**Page text:**
Re: Solving the SUPER problem in Mixins with a Dispatch Method
by stvn (Monsignor) on Oct 14, 2004 at 16:21 UTC

    At the risk of breaking ranks here, I will attempt to help actually answer your question, rather than lecture you about OO and the evils of MI (which no doubt you have already heard, and dont agree with (<sarcasm>persish the thought that one could disagree with the great OO idealouges</sarcasm>)).

    Does anyone know how to reliably extract the name of the calling method, so that I can ommit that from the calls to the NEXT method? The ( caller(0) )3 can be hidden inside evals and such; do I just walk back through stack frames until I find one that's not an eval?

    The docs for caller talk about how you could do this.

    With caller(EXPR), it returns some extra information that the debugger uses to print a stack trace. The value of EXPR indicates how many call frames to go back before the current one.
    ($package, $filename, $line, $subroutine, $hasargs, $wantarray, $evaltext, $is_require, $hints, $bitmask) = caller($i);
    Here $subroutine may be (eval) if the frame is not a subroutine call, but an eval. In such a case additional elements $evaltext and $is_require are set: $is_require is true if the frame is created by a require or use statement, $evaltext contains the text of the eval EXPR statement. In particular, for an eval BLOCK statement, $filename is (eval), but $evaltext is undefined. (Note also that each use statement creates a require frame inside an eval EXPR frame.) $subroutine may also be (unknown) if this particular subroutine happens to have been deleted from the symbol table.
    You will likely need to test a number of values to handle both the eval BLOCK and the eval EXPR and not have it get confused.

    While I understand your hesitancy with AUTOLOAD, it would remove this entire problem. Also if you use the technique I showed in my post to your previous thread, in which you create a SUPER:: sub-package (which can easily be defined inline in your Base class), then you need not worry about having AUTOLOAD in any of you "real" classes.

    -stvn
      At the risk of breaking ranks here, I will attempt to help actually answer your question ...

      *grin*

      Does anyone know how to reliably extract the name of the calling method, so that I can ommit that from the calls to the NEXT method?
      While I understand your hesitancy with AUTOLOAD, it would remove this entire problem.

      Perhaps we're not talking about the same "problem."

**Short task:** In the forum reply, what value can $subroutine take when the frame is an eval rather than a subroutine call? The data after this point isn't needed.

**Information shown:**
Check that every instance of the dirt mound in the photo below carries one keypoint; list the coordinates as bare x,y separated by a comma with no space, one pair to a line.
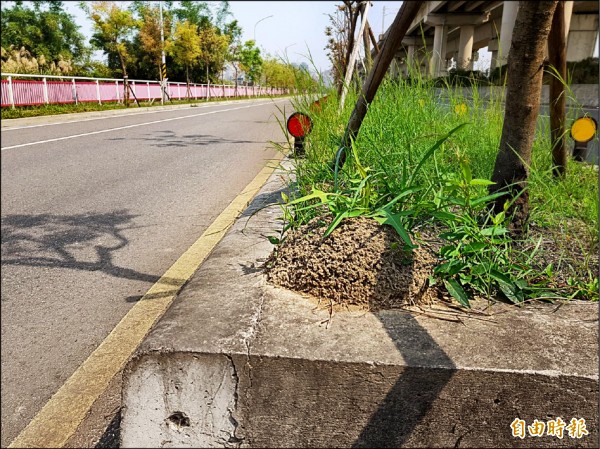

**Exercise response:** (eval)